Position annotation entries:
○ ○ ○ ○ ○

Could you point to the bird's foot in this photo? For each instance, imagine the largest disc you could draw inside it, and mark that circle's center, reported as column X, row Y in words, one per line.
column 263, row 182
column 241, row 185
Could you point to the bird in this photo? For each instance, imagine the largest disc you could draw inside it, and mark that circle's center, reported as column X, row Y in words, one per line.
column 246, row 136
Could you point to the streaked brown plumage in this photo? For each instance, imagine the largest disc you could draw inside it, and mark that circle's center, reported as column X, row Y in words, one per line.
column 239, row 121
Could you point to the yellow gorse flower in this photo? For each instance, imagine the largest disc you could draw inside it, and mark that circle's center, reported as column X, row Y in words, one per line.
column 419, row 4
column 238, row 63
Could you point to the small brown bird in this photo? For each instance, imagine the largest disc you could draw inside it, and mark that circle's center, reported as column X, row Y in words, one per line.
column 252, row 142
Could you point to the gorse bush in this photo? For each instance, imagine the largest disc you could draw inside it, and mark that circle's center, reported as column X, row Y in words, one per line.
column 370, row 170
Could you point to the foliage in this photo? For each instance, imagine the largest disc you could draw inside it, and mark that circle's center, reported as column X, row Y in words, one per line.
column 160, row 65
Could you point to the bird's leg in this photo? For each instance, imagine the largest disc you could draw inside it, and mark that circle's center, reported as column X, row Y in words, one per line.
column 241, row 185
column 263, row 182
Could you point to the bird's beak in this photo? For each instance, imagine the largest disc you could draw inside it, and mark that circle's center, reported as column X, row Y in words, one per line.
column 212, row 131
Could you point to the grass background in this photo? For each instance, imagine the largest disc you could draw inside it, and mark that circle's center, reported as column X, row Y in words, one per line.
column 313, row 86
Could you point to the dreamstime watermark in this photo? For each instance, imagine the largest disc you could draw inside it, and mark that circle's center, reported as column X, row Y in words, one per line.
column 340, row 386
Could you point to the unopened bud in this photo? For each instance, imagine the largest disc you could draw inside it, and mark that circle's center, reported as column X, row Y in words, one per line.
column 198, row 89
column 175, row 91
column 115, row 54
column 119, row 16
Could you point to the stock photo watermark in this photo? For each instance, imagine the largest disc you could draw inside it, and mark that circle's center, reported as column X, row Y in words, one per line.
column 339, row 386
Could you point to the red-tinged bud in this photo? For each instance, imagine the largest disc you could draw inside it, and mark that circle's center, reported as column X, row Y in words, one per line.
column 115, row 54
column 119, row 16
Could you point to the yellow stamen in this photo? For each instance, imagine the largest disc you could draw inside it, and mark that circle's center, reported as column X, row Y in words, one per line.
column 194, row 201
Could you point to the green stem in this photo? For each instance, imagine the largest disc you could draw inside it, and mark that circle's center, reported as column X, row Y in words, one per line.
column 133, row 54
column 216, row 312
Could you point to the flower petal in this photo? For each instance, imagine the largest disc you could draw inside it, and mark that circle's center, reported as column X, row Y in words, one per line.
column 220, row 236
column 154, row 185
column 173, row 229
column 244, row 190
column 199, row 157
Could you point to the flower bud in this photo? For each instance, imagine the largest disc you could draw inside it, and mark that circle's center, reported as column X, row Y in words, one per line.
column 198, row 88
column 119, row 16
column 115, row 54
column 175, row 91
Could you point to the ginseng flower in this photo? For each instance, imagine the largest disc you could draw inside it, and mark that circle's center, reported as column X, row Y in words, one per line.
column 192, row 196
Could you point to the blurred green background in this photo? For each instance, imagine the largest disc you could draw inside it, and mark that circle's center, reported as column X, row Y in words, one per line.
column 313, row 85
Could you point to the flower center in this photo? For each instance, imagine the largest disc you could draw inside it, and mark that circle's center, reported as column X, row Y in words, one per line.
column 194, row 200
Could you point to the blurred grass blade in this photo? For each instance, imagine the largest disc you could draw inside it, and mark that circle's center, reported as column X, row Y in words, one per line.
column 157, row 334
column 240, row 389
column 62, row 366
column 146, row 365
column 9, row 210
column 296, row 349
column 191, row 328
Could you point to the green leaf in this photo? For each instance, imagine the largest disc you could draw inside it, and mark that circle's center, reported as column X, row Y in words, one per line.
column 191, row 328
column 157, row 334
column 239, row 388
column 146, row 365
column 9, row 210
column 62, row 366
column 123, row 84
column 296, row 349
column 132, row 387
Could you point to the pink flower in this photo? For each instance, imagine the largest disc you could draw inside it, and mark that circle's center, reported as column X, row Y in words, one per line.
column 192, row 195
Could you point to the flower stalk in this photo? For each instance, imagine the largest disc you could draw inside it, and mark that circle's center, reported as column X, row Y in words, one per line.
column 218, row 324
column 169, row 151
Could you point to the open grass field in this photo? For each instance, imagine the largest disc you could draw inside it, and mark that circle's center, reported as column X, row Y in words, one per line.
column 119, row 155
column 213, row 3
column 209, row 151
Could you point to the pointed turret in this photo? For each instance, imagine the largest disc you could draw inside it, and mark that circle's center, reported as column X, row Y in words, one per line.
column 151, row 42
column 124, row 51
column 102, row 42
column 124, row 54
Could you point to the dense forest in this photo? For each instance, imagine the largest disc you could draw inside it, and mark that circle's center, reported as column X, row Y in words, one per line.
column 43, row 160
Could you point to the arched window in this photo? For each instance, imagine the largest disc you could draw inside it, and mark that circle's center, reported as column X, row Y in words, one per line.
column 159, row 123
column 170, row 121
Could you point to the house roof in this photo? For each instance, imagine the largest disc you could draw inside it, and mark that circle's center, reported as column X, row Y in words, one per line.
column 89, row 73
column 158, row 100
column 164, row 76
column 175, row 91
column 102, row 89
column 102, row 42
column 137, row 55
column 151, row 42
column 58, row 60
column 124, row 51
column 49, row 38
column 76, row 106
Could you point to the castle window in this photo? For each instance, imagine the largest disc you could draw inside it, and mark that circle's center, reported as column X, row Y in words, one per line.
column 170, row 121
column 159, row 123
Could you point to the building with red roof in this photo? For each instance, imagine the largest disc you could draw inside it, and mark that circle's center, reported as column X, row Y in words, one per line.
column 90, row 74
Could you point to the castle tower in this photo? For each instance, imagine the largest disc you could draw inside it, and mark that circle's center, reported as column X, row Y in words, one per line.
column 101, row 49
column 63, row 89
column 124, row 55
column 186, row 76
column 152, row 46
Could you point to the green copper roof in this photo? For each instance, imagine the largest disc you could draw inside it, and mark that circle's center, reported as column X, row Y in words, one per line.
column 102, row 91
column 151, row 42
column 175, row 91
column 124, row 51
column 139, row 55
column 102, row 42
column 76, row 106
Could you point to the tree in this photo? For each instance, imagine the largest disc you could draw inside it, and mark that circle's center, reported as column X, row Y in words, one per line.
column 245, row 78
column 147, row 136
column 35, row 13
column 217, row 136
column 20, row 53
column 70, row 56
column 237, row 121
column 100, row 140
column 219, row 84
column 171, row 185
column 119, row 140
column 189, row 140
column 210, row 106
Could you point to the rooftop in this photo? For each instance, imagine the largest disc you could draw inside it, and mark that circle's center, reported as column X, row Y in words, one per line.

○ ○ ○ ○ ○

## YOUR INSTRUCTIONS
Quote every one of the entries above word for word, leaving nothing out.

## FULL RESPONSE
Could you point to the bird's foot in this photo? For each instance, imagine the largest disc you could draw inside it, and mark that circle's center, reported as column X, row Y in words, one per line.
column 263, row 182
column 241, row 185
Could you point to the bird in this photo? For each instance, imagine the largest disc you could draw inside it, and mark that circle's center, reported as column X, row Y in words, one per line.
column 246, row 136
Could you point to the streaked brown plumage in this photo? For each instance, imagine the largest disc you could draw inside it, and mark that circle's center, reported as column X, row Y in words, one per line.
column 239, row 121
Could you point to the yellow gorse flower in this photo? For each instance, imagine the largest disc you could draw inside it, and mark that circle's center, reported as column X, row Y in words, one per line.
column 419, row 4
column 238, row 63
Could you point to the small brown bird in this photo? For each instance, imagine the largest disc you could draw inside it, and mark that circle's center, reported as column X, row Y in words, one per line.
column 252, row 142
Could you point to the gorse bush in this photo? For each instance, imagine the largest disc you could draw inside it, and mark that circle's center, reported as column X, row Y in words, one per line.
column 370, row 170
Could you point to the foliage in this photo? For each instance, imagine the largest disc you could draw inside it, and mark that circle's center, reported as column X, row Y in words, one per line.
column 160, row 65
Could you point to the bird's leg in this photo? For each instance, imagine the largest disc you could draw inside it, and mark that circle's center, reported as column X, row Y in words, one per line.
column 241, row 185
column 263, row 182
Could you point to the bird's beak in this photo? For each instance, imagine the largest disc you could draw inside it, and mark that circle's center, reported as column X, row Y in words, one per line.
column 212, row 131
Could you point to the grass background in this photo? For each instance, imagine the largest disc you could draw inside it, and mark that circle's center, reported as column X, row Y in words, one per line.
column 313, row 86
Could you point to the dreamstime watermark in this photo? For each instance, imagine the largest disc you could draw inside it, and mark that circle's center, reported as column X, row Y in words, one per line.
column 340, row 386
Could you point to the unopened bud in this photo? For each instance, imagine the largest disc you could draw inside it, and mark that circle's center, reported as column X, row Y in words, one per line.
column 198, row 89
column 175, row 91
column 115, row 54
column 119, row 16
Could you point to the stock photo watermark in this photo? For each instance, imagine the largest disc you could draw inside it, and mark that circle's center, reported as column X, row Y in words, one per line.
column 339, row 386
Could you point to the red-tinged bud in this photo? For each instance, imagine the largest disc you could draw inside it, and mark that circle's center, reported as column X, row Y in words, one per line.
column 115, row 54
column 119, row 16
Could you point to the yellow stamen in this photo? For each instance, imagine the largest disc you could draw inside it, and mark that circle's center, reported as column X, row Y in words, one per line.
column 194, row 201
Could you point to the green stem in this photo? For each instance, imagine the largest disc you could draw inside it, and mark that circle's center, reported as column X, row Y in words, one per line.
column 133, row 54
column 216, row 312
Could you point to the flower petal in this photo? For each instance, imagine the largest disc you could draw inside it, and mark that circle's center, reported as column X, row Y in words, one per line.
column 220, row 236
column 154, row 185
column 173, row 229
column 244, row 190
column 199, row 157
Could you point to the flower bud in this photo? For each instance, imagine the largest disc you could draw inside it, and mark that circle's center, reported as column X, row Y in words, one per line.
column 198, row 88
column 119, row 16
column 115, row 54
column 175, row 91
Could you point to the ginseng flower in this photo? For each instance, imagine the largest disc you could draw inside it, and mark that circle's center, reported as column X, row Y in words, one per line.
column 192, row 196
Could you point to the blurred green background in this photo? For each instance, imagine the largest disc you could draw inside it, and mark that circle's center, reported as column X, row Y in words, one per line.
column 313, row 85
Could you point to the flower center in this photo? For each instance, imagine the largest disc you could draw inside it, and mark that circle's center, reported as column X, row Y in words, one per line.
column 194, row 200
Could you point to the blurred grass blade in this photo? For each instance, imagine the largest disc you could draw inside it, and mark that circle's center, reported as column X, row Y in words, one per line.
column 157, row 334
column 240, row 389
column 62, row 366
column 146, row 365
column 9, row 210
column 296, row 349
column 191, row 328
Could you point to the green leaf in this photo? For each instance, imagine the largest disc you could draw inside it, and mark that circle's center, reported as column X, row Y in words, one per line.
column 191, row 328
column 157, row 334
column 239, row 388
column 146, row 365
column 9, row 210
column 62, row 366
column 123, row 84
column 296, row 349
column 132, row 387
Could you point to the pink flower in this photo? For each instance, imagine the largest disc you could draw inside it, and mark that circle's center, reported as column X, row Y in words, one per line.
column 192, row 195
Could you point to the flower stalk in this photo? For each instance, imagine the largest disc you could draw inside it, and mark that circle's center, reported as column X, row Y in words, one per line.
column 218, row 324
column 169, row 151
Could you point to the open grass field in this photo? For each instance, imagine the largest disc you could draw inside it, and mark that circle's center, reported as column X, row Y in words, one per line.
column 119, row 155
column 213, row 3
column 209, row 151
Could you point to the pointed turret in this photo? For each instance, imagine the largest disc you could draw inside it, and mark that circle's center, reported as column X, row Y in words, one per line.
column 151, row 42
column 124, row 51
column 102, row 42
column 124, row 54
Could you point to the dense forest in this photo? For each instance, imagine the largest disc you could draw inside it, and mark that circle's center, reported as column X, row Y in words, one per line.
column 43, row 160
Could you point to the arched window in this photo? For each instance, imagine the largest disc you could draw inside it, and mark that circle's center, reported as column X, row Y in words, one per line.
column 159, row 123
column 170, row 121
Could you point to the house roof in this photo? For each instance, imagine the largest disc you could draw inside it, and mark that circle's center, reported as column X, row Y in words, one per line.
column 89, row 73
column 158, row 100
column 164, row 76
column 175, row 91
column 102, row 89
column 102, row 42
column 137, row 55
column 151, row 42
column 58, row 60
column 124, row 51
column 49, row 38
column 76, row 106
Could you point to the castle window in this photo? For each instance, imagine the largest disc you could draw inside it, and mark that circle's center, reported as column X, row Y in words, one per line.
column 170, row 121
column 159, row 123
Could you point to the building with red roof in this photo? For each instance, imagine the largest disc you could draw inside it, and mark that circle's center, reported as column X, row Y in words, one per line.
column 90, row 74
Could you point to the castle tower in this photo? For each instance, imagine the largest disc you could draw inside it, and mark that circle's center, reported as column X, row Y in words, one per line.
column 101, row 49
column 63, row 89
column 124, row 55
column 186, row 76
column 152, row 46
Could you point to the green copper roof in this photo? For each instance, imagine the largest disc you could draw inside it, and mark that circle's center, reported as column X, row Y in words, one per line.
column 102, row 91
column 151, row 42
column 175, row 91
column 124, row 51
column 139, row 55
column 102, row 42
column 76, row 106
Could you point to the tree in this photo? For each instance, imagine the largest disc you could draw inside it, and mark that circle's center, reported as column X, row Y in words, one per line.
column 245, row 78
column 147, row 136
column 35, row 13
column 217, row 136
column 20, row 53
column 70, row 56
column 237, row 121
column 100, row 140
column 219, row 84
column 171, row 185
column 119, row 140
column 189, row 140
column 210, row 106
Could you point to the rooftop in this photo? For each instance, imagine the largest disc you could draw inside it, and mark that circle's center, reported as column X, row Y in words, one per line.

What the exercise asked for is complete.